- Opening Delimiter -
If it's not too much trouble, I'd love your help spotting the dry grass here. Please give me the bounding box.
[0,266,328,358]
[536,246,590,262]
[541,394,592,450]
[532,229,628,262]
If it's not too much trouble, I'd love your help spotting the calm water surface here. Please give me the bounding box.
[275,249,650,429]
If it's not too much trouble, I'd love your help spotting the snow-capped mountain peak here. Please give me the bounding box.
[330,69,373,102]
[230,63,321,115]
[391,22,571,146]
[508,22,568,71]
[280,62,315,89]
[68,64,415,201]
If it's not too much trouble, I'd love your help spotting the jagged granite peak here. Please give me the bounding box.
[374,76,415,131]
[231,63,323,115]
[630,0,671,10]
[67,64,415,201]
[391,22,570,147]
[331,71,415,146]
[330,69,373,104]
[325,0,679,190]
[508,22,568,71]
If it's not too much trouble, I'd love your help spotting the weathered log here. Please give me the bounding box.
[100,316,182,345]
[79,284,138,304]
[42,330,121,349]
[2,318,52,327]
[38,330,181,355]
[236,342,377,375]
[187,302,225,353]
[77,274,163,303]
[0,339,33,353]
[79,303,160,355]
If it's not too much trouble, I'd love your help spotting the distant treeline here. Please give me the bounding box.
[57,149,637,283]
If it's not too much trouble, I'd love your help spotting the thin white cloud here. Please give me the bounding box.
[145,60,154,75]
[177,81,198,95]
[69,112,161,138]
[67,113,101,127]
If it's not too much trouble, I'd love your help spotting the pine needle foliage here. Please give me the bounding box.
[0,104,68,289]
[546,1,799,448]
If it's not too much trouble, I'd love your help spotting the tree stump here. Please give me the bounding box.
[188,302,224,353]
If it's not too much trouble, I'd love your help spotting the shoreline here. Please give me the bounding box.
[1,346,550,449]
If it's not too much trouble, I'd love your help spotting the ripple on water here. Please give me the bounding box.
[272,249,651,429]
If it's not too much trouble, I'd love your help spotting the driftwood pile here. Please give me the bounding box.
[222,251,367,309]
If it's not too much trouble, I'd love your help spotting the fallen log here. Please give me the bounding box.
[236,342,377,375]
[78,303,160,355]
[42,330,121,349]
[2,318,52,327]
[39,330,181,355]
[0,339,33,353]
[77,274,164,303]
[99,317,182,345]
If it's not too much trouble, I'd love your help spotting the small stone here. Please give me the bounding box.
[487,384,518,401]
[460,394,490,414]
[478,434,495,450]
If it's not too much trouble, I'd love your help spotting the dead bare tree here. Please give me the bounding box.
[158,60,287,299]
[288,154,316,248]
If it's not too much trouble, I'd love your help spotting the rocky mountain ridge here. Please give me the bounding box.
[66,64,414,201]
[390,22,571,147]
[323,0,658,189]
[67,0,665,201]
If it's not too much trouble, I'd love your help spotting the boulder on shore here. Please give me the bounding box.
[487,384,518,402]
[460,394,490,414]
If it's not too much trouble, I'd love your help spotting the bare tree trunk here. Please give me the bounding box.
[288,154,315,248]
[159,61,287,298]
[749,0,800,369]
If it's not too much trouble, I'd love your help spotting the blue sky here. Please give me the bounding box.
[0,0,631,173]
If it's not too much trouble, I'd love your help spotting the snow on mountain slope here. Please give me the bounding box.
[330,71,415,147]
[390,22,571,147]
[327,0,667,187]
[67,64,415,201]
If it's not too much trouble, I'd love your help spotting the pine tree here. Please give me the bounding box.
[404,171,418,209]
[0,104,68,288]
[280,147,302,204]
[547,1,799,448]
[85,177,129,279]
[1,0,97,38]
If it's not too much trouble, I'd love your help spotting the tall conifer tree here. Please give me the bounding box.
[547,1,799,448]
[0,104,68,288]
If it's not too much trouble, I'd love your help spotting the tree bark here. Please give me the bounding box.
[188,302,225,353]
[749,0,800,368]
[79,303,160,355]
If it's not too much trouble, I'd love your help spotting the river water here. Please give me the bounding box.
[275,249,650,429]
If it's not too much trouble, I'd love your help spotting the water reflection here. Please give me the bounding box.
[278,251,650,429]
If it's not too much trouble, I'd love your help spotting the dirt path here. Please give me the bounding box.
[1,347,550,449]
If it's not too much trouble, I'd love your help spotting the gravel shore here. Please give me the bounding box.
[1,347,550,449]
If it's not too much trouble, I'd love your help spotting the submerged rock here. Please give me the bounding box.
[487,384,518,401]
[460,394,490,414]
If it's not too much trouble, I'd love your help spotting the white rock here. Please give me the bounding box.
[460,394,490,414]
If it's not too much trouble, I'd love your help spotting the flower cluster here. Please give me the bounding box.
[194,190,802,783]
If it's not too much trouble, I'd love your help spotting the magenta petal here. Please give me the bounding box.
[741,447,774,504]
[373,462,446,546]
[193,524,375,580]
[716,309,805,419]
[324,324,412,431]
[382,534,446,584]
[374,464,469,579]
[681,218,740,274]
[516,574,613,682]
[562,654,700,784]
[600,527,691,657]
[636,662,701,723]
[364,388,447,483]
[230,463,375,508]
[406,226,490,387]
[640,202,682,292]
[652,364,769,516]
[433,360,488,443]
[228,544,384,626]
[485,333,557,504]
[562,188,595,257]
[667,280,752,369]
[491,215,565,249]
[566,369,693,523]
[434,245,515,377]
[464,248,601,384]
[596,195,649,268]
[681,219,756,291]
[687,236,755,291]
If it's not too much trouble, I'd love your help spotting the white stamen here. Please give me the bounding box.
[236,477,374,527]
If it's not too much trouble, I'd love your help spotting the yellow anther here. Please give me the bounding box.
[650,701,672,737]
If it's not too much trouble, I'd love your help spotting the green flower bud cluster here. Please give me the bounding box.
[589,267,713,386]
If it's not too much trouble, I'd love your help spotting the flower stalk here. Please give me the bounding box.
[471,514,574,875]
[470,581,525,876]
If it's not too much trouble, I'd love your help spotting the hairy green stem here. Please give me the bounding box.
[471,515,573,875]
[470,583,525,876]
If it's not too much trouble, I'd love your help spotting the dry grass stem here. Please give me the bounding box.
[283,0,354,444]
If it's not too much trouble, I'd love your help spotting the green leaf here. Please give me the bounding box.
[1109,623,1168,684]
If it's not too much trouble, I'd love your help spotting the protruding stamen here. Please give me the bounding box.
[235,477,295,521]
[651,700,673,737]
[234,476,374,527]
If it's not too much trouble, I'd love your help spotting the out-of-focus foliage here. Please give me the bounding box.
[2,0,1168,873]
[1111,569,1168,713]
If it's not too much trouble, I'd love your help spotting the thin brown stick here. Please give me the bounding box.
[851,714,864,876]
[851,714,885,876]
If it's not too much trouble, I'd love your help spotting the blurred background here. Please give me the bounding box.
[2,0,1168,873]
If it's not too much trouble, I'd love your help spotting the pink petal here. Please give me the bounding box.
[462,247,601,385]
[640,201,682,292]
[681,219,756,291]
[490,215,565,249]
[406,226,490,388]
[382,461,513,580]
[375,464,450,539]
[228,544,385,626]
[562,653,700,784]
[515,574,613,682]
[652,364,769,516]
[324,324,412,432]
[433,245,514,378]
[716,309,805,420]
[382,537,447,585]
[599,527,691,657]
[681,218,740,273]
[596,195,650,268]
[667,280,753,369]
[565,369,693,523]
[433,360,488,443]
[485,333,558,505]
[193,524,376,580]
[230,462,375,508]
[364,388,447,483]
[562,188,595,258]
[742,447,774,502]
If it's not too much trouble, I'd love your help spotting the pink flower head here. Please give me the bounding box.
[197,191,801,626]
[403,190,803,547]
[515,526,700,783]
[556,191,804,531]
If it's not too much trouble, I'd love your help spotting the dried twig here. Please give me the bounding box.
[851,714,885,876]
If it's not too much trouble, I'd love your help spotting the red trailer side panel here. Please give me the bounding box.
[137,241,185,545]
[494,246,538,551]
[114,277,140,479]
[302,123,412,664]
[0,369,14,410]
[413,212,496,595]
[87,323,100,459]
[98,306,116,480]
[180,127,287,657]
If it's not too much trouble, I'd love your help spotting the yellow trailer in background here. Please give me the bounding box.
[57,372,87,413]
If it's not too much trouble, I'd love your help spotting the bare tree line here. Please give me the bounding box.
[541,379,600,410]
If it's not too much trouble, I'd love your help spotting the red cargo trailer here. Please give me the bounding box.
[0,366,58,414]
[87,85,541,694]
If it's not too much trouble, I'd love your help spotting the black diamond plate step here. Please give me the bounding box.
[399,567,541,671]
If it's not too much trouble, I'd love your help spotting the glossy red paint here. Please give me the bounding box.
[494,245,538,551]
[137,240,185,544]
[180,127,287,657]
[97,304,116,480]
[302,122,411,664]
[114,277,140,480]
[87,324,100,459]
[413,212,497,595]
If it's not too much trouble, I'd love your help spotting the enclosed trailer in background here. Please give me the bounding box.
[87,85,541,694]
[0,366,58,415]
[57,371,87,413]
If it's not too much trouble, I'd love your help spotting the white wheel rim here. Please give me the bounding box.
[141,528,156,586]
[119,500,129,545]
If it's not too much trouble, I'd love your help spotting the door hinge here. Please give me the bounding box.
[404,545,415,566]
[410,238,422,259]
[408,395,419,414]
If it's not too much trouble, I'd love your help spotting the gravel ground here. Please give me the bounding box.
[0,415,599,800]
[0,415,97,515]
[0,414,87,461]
- Closing Delimiter -
• _TASK REQUIREMENTS_
Write out, word for word, the line containing "the gravel ground" and all the lines after it in the entries above, and nothing more.

• _YOUR RESPONSE_
If it's not too much trouble, I'd love your help spotting the gravel ground here. Please give me the bounding box.
[0,415,599,800]
[0,415,97,515]
[0,414,87,461]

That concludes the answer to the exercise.